= WRITTEN EXERCISE A =
According to the book review, how many Jews were killed in Berdichev over three days in September 1941?
= WRITTEN EXERCISE B =
Reproduce word for word the section of the book review from "In the Preface" up to and including "hope to encounter.".

Vasily Grossman (1905-1964) is among my favorite authors, and his best novel, Life and Fate, is my favorite twentieth century novel. (It is available in English translation, though it deserves a better translation than it has received to date.) Grossman’s reputation in Russia deservedly eclipses Solzhenitsyn’s and Pasternak’s, though his work is little known in the English-speaking world. Life and Fate is many things – an 800-page novel can afford to be – but, above all, it is as profound a statement on human freedom as I have ever read.

The Bones of Berdichev is a the first book-length biography of Grossman in English. The title refers to Berdichev, a city in Ukraine, where more than 18,000 Jews were slaughtered in three days in September 1941. One of them was Grossman’s mother. But this is not only a biography; it is also a history of the Holocaust, from a very personal viewpoint. As such, it is not light or enjoyable reading; it is dark, deeply moving, rewarding reading.

Grossman is nearly always in the foreground, but the Holocaust looms large, as it did for him, through his years as a renowned and gifted war correspondent, and through the official disgrace in which he lived his last years, as punishment for writing things the Soviet government did not want to be written.

As the Garrards note, “Grossman was in fact a man of deep contradictions, like the times in which he lived. His was a life full of moral, cultural and philosophical conflicts.” Such a life is interesting enough, but there is more. This is the life of “a human being who went through the fires of hell and emerged with his soul intact.” There is, therefore, much to admire, and much to learn.

In the Preface the Garrards demonstrate an unfortunate tendency to preach, but after that, this is as fine a scholarly biography as one might hope to encounter.

= INFORMATION SHOWN =
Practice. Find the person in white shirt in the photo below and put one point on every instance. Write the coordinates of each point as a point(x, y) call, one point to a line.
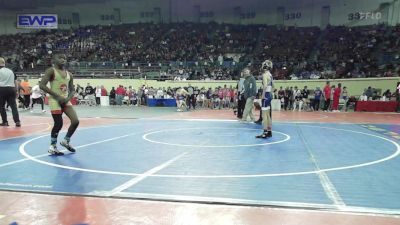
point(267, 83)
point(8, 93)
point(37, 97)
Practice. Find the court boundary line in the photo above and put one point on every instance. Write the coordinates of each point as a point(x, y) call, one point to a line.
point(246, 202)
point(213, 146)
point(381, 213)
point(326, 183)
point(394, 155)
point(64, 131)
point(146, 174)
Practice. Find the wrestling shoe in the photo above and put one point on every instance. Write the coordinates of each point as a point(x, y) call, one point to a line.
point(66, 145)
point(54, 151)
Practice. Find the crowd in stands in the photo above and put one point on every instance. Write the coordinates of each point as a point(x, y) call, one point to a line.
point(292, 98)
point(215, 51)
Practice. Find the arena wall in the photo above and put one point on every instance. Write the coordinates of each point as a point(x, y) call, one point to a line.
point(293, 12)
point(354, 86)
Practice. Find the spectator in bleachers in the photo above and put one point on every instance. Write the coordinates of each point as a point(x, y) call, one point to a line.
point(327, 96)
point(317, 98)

==

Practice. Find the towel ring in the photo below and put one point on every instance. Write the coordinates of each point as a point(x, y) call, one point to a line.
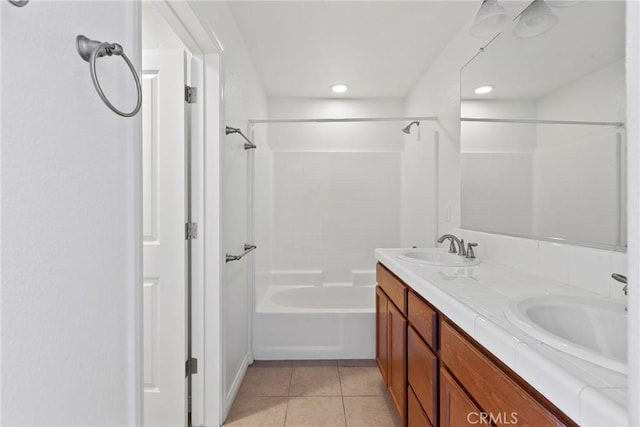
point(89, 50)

...

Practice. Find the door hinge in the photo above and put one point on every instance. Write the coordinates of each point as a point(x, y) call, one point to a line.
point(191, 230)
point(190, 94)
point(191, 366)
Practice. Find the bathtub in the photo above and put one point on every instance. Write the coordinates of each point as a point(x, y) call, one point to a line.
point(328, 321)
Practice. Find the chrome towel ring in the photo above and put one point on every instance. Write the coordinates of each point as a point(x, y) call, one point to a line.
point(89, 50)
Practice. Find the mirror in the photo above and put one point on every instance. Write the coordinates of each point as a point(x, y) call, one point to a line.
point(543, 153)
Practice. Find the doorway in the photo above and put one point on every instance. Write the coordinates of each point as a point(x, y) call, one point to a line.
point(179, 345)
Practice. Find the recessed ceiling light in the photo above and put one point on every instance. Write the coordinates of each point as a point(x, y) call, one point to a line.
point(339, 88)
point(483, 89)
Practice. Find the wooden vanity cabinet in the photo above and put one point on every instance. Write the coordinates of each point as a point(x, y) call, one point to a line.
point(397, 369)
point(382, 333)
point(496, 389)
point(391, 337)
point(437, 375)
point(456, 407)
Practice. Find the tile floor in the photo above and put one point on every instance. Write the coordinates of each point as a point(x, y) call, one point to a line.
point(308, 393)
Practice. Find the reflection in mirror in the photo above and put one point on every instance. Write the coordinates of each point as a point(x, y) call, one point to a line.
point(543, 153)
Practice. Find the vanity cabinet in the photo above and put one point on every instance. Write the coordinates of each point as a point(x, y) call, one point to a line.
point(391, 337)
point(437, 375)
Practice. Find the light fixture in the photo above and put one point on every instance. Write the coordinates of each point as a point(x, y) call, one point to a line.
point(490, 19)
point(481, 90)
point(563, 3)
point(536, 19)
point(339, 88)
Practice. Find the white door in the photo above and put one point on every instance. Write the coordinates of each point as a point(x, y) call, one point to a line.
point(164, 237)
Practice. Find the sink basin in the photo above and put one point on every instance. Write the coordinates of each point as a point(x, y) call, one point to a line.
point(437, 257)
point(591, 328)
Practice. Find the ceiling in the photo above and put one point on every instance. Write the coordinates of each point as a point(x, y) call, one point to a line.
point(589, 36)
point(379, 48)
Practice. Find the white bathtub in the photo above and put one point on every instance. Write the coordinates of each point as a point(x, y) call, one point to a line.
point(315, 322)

= FINISHED ANSWER A =
More than 18,000

= FINISHED ANSWER B =
In the Preface the Garrards demonstrate an unfortunate tendency to preach, but after that, this is as fine a scholarly biography as one might hope to encounter.